----- DATA RECORDS

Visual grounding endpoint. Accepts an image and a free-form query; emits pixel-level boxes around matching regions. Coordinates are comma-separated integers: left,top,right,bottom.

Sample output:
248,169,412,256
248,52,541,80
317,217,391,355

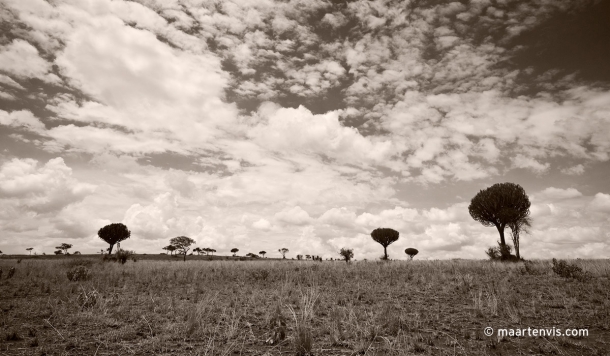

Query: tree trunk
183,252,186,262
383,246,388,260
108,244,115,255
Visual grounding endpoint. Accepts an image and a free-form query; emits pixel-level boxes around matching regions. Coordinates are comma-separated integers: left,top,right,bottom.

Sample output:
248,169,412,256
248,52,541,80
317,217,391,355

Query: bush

----------
----- DATA RECORDS

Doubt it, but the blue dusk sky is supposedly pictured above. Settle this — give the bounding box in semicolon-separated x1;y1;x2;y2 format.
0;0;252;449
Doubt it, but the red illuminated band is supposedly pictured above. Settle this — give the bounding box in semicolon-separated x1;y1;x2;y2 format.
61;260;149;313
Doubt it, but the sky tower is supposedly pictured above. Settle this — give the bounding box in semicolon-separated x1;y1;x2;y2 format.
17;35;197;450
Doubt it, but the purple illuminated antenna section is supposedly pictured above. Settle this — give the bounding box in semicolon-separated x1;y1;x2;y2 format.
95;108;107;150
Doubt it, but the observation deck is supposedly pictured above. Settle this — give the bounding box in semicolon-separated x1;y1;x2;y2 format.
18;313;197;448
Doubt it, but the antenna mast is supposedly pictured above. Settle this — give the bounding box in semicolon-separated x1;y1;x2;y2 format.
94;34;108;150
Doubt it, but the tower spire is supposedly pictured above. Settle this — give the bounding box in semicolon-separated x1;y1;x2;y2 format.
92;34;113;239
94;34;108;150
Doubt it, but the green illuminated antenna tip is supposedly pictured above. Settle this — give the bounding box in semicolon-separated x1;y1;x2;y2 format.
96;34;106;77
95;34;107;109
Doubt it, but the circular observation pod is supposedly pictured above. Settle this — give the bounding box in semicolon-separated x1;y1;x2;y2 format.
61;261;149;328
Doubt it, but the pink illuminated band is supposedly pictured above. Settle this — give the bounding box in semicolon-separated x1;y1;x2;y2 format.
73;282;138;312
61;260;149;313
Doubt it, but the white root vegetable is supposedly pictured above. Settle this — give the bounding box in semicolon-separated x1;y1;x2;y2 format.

----------

▸ **WORK TASK**
From the entries above, give again exactly the lines running from the line with "Doubt it, but the circular" to the line with "Doubt it, but the white"; include both of those lines.

▸ **SOLUTION BELOW**
Doubt it, but the circular observation pod is supposedly pictured above. Settle this — give the bounding box in semicolon-separated x1;y1;x2;y2 format.
61;261;149;328
Doubt it, but the pink illuminated band is supposedly pictured above. Settle this — give the bounding box in semicolon-separated x1;y1;x2;y2 format.
73;282;138;312
61;260;149;313
Doubt it, but the white root vegetable is supposedly pictured above. Settle this — give the bounding box in semicolon-separated x1;y1;x2;y2 format.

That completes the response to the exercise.